**WORK TO COMPLETE:**
Reproduce verbatim the records from the line containing "Target: blue bucket" through the end of the records, omitting the pictures from your answer.

Stored items from a collection:
-*-

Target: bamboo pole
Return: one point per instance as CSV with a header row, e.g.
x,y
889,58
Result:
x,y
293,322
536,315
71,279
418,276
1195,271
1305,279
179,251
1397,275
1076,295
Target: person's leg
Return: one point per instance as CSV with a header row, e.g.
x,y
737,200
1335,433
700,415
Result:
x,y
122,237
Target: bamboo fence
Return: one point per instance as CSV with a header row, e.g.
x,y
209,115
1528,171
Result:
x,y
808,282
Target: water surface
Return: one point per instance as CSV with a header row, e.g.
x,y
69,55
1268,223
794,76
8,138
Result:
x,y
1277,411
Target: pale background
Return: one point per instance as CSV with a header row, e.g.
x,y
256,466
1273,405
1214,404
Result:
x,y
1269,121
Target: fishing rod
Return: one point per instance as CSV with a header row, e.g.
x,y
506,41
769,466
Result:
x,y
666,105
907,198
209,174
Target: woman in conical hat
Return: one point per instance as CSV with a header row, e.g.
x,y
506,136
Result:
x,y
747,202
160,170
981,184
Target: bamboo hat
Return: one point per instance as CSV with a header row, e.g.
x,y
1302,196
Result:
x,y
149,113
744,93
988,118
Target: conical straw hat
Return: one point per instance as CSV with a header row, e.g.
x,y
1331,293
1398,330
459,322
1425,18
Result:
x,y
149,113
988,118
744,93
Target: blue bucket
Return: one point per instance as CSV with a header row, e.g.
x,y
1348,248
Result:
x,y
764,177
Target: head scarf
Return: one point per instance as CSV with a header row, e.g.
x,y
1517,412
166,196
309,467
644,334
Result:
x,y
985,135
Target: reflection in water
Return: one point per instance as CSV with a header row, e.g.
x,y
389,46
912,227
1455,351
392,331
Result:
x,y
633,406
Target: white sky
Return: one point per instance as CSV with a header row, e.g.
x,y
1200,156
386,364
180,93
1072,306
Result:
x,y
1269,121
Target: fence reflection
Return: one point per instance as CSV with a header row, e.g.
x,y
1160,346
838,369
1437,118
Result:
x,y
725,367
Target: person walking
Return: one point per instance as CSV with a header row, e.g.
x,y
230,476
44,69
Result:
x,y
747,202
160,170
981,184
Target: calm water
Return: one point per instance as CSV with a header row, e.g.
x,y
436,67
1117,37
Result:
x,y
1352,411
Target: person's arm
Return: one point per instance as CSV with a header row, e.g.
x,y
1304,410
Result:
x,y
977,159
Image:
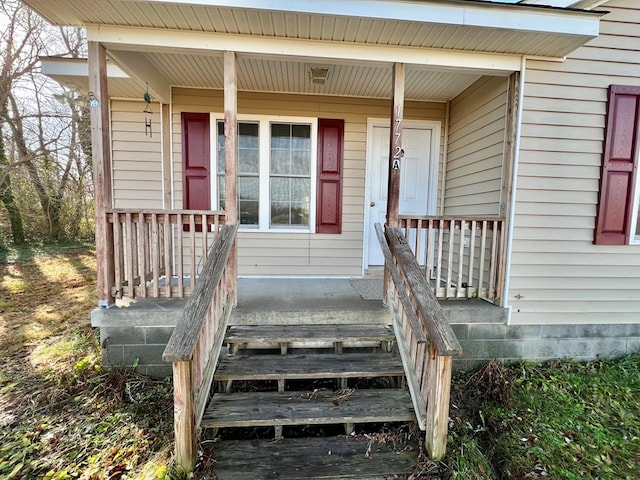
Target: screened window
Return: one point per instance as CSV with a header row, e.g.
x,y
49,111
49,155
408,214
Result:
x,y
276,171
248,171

-*-

**EXERCISE RESPONSE:**
Target: blue bucket
Return: one point per instance as CSV with a header row, e.g.
x,y
1348,248
Result:
x,y
764,177
Target: head scarf
Return: one point per instance as CSV with a header row, e.g.
x,y
1517,412
166,196
309,467
644,334
Result:
x,y
985,135
Target: reflection in water
Return: one point per instance as CSV with a header row, e.g.
x,y
389,46
912,227
1455,351
392,331
Result:
x,y
633,406
Target: white sky
Return: one point per instance as CSV with a header row, e.g.
x,y
1200,156
386,364
180,93
1072,306
Result:
x,y
1269,121
Target: fence reflection
Return: one point per instance as CSV with a header row, e.g.
x,y
1160,346
838,369
1437,118
Result:
x,y
725,367
Target: person walking
Return: one point per instance as CSV with a header row, e.g.
x,y
230,476
44,69
Result:
x,y
747,202
160,170
981,184
Target: calm water
Return: one point per instance as CSV with a header row, e.g.
x,y
436,67
1117,37
Result:
x,y
1352,411
Target: person's arm
Return: one point per instance as CSV with a header row, e.g.
x,y
1304,410
Result:
x,y
977,159
Image:
Target: screened window
Return: one point per instance as CSV with a header row, e.g.
x,y
49,111
49,155
408,214
Result:
x,y
276,171
248,171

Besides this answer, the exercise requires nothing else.